__GOAL__
Pull out every line of the entries below that contains the word "grass", and keep in mind that case counts.

Pointing dataset records:
-- Begin --

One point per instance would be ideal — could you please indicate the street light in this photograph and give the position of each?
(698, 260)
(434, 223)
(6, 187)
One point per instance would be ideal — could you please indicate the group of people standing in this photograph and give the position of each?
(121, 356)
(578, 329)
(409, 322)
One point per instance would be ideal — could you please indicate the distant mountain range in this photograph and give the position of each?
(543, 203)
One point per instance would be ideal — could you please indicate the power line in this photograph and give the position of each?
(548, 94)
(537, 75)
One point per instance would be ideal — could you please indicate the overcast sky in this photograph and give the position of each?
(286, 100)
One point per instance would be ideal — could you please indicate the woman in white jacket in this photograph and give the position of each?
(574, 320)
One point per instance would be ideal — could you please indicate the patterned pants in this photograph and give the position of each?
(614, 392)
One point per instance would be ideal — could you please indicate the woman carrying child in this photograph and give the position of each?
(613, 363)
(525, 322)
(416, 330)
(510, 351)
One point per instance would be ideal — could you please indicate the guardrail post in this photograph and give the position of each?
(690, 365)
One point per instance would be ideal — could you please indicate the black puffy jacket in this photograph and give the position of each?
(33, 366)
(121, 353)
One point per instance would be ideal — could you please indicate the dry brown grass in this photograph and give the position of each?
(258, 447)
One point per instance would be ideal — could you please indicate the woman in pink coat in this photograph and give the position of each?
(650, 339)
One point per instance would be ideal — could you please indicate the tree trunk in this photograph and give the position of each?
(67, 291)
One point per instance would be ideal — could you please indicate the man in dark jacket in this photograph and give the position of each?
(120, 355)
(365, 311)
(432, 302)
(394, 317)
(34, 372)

-- End --
-- Begin --

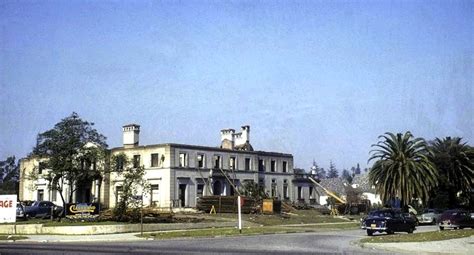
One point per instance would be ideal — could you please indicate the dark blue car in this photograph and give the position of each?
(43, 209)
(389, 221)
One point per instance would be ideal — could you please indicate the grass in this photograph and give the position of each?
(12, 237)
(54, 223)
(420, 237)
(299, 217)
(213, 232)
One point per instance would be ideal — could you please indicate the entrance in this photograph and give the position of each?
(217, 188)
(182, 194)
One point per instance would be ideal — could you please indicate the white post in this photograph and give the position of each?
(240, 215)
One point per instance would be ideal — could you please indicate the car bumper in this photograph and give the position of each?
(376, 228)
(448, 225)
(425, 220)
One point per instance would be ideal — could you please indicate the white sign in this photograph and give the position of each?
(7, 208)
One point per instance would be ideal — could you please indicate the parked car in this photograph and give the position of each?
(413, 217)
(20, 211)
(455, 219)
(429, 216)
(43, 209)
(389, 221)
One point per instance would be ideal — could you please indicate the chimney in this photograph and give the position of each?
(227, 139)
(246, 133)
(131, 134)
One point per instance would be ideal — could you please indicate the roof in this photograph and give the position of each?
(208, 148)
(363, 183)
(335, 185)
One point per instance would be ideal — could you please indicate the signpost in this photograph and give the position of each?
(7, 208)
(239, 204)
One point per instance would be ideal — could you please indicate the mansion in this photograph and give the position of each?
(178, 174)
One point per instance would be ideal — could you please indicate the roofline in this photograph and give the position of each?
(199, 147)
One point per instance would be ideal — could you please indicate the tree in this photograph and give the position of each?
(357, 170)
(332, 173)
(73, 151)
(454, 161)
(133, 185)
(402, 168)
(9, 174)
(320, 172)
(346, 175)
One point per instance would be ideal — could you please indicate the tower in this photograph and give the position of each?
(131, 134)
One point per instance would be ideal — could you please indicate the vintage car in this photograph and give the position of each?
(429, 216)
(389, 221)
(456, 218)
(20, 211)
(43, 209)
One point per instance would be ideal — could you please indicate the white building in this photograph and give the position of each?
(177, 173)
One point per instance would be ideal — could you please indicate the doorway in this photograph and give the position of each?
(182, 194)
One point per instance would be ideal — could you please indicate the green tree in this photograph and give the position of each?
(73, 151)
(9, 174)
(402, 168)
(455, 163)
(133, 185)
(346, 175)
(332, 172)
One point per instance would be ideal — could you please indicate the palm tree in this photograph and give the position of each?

-- End --
-- Begin --

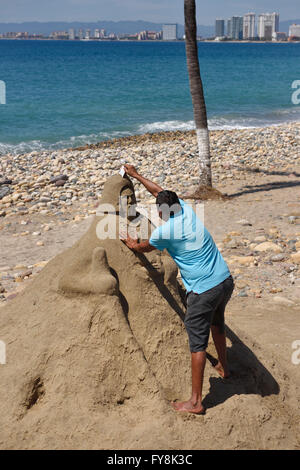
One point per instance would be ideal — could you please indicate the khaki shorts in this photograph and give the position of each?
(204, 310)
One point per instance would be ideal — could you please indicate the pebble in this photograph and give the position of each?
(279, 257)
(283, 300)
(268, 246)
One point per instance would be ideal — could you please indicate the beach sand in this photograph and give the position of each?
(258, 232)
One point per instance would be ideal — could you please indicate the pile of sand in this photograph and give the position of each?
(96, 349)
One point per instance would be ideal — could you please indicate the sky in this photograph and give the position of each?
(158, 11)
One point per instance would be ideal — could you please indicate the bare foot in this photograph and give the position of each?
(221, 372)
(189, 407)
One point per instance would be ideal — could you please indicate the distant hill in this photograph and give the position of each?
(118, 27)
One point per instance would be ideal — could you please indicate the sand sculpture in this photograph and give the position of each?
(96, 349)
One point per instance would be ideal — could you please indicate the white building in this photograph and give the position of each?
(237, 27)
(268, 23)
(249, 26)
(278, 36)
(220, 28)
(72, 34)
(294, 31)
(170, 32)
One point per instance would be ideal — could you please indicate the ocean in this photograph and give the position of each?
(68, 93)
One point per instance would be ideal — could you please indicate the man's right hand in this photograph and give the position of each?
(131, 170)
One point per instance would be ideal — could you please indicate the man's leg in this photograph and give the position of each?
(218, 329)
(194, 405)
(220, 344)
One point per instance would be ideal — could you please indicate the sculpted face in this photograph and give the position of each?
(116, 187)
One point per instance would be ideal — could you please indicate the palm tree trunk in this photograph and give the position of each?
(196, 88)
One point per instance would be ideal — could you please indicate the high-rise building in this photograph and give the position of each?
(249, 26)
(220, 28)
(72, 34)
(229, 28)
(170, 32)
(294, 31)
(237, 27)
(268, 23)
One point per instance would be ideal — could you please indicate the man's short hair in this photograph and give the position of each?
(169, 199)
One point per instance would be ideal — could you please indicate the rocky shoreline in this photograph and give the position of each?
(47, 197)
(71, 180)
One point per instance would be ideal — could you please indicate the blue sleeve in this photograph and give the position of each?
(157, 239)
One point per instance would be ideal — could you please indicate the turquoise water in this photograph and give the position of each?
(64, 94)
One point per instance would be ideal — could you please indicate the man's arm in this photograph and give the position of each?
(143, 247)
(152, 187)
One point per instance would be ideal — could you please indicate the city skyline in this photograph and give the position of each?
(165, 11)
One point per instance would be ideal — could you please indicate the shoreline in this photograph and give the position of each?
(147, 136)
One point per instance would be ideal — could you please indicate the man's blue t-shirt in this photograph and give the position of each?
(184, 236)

-- End --

__SOLUTION FOR THIS TASK__
One point per instance would be ideal — could you please indicate the dry brown grass in this photograph and give the position of each?
One point per instance would be ideal — could you please indicate the grass in this photograph and give the position of each?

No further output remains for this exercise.